TASKS TO CARRY OUT =>
a - According to the conclusion on dictionary indexing, what two kinds of material are needed to index the lexical resource properly?
b - Extend the conclusion on dictionary indexing, picking up right after its final sentence.

*** DOCUMENT SECTION Section Begins ***

3. Conclusion and Future Works
We began this article by challenging the widely held assumption that stored information can always be accessed. Comparing two resources different in size and quality led to the conclusion that one needs a great deal of data of a various kind (encyclopedic, news) in order to index properly the lexcial resource. While indexes are vital for accessing data, there are many ways of building them. Since the ultimate users will be humans, the index should reflect their habits to classify objects or perceived relations between them.
Obviously, for a dictionary to be truly useful it must not only contain an abundance of information but must also reveal it when needed. To this end we suggest to index the data according to various points of view. This will yield a network in which anything is reachable from anywhere regardless of the starting point. As we know from every day life, and as psychologists studying the tip-of-the tongue problem have shown (Brown and Mc Neill, 1996), whenever we search for something we have stored, say, a word, we can access some kind of information concerning the target object. This kind of information should be utilized. However, knowledge is variable, changing from person to person, and moment to moment. Hence our tools should be able to accommodate this fact.

*** DOCUMENT SECTION Section Ends ***
*** RECORD EXCERPTS Section Begins ***

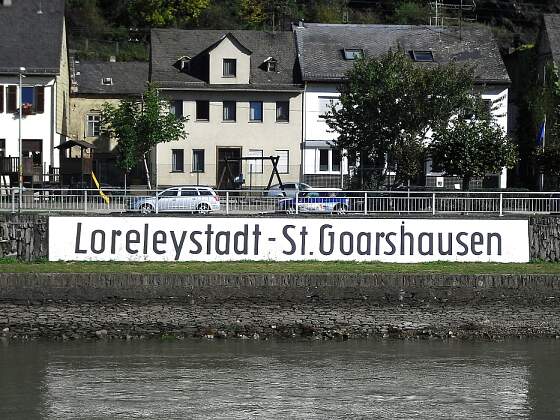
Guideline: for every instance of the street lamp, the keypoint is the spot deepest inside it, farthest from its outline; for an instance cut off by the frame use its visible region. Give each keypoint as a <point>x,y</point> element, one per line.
<point>21,76</point>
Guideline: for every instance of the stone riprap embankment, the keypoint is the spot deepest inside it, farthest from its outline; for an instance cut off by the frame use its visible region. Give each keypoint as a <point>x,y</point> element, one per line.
<point>131,306</point>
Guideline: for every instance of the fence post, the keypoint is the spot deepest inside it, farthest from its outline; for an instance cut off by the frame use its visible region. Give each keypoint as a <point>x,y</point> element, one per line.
<point>501,204</point>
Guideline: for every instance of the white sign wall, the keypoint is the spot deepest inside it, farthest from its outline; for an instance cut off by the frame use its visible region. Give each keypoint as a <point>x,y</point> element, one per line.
<point>284,239</point>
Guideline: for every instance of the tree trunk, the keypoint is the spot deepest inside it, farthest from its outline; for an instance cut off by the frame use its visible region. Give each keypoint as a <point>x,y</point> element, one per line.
<point>148,180</point>
<point>466,183</point>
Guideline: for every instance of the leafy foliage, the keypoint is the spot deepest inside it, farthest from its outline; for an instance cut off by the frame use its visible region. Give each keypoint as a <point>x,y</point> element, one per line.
<point>164,13</point>
<point>472,146</point>
<point>388,107</point>
<point>139,126</point>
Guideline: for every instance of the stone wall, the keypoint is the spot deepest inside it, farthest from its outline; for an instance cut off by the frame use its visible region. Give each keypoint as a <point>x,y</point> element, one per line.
<point>26,236</point>
<point>260,306</point>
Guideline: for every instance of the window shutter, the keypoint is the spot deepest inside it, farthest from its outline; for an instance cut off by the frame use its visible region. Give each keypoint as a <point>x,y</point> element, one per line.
<point>40,99</point>
<point>11,103</point>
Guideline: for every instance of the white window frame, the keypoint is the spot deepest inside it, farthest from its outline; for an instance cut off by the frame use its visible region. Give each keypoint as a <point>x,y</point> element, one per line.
<point>93,121</point>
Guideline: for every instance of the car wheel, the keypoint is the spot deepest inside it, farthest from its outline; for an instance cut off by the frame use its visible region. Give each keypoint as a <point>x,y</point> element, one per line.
<point>203,208</point>
<point>340,209</point>
<point>146,208</point>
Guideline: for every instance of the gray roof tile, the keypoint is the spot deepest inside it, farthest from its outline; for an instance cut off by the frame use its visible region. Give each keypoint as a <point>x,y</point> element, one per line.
<point>321,59</point>
<point>168,45</point>
<point>29,39</point>
<point>129,78</point>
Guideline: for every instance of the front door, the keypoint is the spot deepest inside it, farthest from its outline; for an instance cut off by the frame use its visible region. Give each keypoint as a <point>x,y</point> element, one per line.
<point>224,177</point>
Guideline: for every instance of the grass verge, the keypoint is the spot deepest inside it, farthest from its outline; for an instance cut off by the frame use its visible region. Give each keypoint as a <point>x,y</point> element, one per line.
<point>13,266</point>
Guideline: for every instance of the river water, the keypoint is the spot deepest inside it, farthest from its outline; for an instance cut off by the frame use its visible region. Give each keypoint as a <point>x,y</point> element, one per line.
<point>236,379</point>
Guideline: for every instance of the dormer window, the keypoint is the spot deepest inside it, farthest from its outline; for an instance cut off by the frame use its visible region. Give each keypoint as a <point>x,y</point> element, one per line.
<point>230,67</point>
<point>270,64</point>
<point>353,53</point>
<point>422,56</point>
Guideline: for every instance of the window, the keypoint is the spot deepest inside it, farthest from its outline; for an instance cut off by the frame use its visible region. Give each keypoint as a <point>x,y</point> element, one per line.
<point>255,166</point>
<point>11,99</point>
<point>326,103</point>
<point>336,159</point>
<point>198,160</point>
<point>202,110</point>
<point>229,110</point>
<point>177,160</point>
<point>422,56</point>
<point>176,108</point>
<point>230,67</point>
<point>189,192</point>
<point>282,111</point>
<point>93,125</point>
<point>353,53</point>
<point>271,64</point>
<point>255,111</point>
<point>323,160</point>
<point>283,162</point>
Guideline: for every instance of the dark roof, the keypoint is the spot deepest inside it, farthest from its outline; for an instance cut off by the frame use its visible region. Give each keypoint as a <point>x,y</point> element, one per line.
<point>129,78</point>
<point>169,45</point>
<point>552,28</point>
<point>29,39</point>
<point>320,47</point>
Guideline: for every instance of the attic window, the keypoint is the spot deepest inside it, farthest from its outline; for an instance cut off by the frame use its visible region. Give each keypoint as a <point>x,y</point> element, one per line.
<point>353,53</point>
<point>270,64</point>
<point>422,56</point>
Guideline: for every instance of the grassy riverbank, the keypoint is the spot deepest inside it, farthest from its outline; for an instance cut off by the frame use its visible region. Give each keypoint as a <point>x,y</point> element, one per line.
<point>13,266</point>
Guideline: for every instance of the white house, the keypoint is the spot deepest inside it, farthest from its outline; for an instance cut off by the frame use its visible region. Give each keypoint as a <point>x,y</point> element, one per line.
<point>327,51</point>
<point>33,45</point>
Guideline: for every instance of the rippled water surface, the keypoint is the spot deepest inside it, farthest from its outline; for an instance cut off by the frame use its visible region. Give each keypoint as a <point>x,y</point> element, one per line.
<point>277,380</point>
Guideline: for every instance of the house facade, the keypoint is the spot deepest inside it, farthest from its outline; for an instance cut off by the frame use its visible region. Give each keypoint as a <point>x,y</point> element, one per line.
<point>33,46</point>
<point>326,52</point>
<point>242,97</point>
<point>93,85</point>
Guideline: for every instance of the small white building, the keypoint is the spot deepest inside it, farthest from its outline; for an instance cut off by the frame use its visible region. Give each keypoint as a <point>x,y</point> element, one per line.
<point>326,52</point>
<point>33,38</point>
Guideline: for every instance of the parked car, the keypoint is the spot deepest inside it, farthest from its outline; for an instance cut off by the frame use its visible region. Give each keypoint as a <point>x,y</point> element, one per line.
<point>289,189</point>
<point>175,199</point>
<point>316,202</point>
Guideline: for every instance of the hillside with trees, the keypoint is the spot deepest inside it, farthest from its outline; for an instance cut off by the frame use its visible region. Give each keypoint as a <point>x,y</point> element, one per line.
<point>101,28</point>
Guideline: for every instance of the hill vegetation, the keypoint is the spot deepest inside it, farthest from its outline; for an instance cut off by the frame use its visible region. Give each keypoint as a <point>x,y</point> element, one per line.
<point>101,28</point>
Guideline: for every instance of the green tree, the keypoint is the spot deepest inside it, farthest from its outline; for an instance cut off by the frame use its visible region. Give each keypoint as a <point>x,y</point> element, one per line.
<point>387,108</point>
<point>471,146</point>
<point>140,125</point>
<point>164,13</point>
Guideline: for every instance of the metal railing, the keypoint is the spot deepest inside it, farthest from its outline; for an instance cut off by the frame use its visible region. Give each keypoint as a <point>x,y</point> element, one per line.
<point>254,202</point>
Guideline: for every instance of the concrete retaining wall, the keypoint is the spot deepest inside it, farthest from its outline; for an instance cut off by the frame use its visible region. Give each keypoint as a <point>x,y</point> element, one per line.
<point>26,236</point>
<point>383,288</point>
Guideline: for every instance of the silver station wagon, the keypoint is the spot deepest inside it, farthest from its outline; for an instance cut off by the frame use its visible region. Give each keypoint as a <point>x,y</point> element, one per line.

*** RECORD EXCERPTS Section Ends ***

TASK-BY-TASK OUTPUTS =>
a - Encyclopedic and news data.

b -
In order to capture the kind of information needed and in order to build the resource just described, we propose to take a mix of corpora and to extract both stable as well as dynamic knowledge. While the former is more likely to be found in encyclopedias and books containing more or less universally shared information, the latter is more local and often found in the news.
Among the many issues to be addressed is the building of a prototype for a small domain to see whether or not our intuitions hold, the final judge being of course the user. Among the problems that we have to address are the notion of links (there is no satisfying list available at the moment) and the problem of interpreting user queries. Obviously, a given query will have different meanings depending on the moment of its usage. For example, in the ‘mocha’ example, the user giving ‘island’ as key expects specific information concerning the ‘island Java’ and not just any island, or ‘islands’ in general.
While more work is needed, we do believe that it is worth the effort, for through this endeavor one will learn something about the functioning of the human mind and the structure of the mental lexicon. In addition, the problems addressed (indexing and navigation) go well beyond language and deal as well with human memory (i.e. how information is structured, indexed and stored).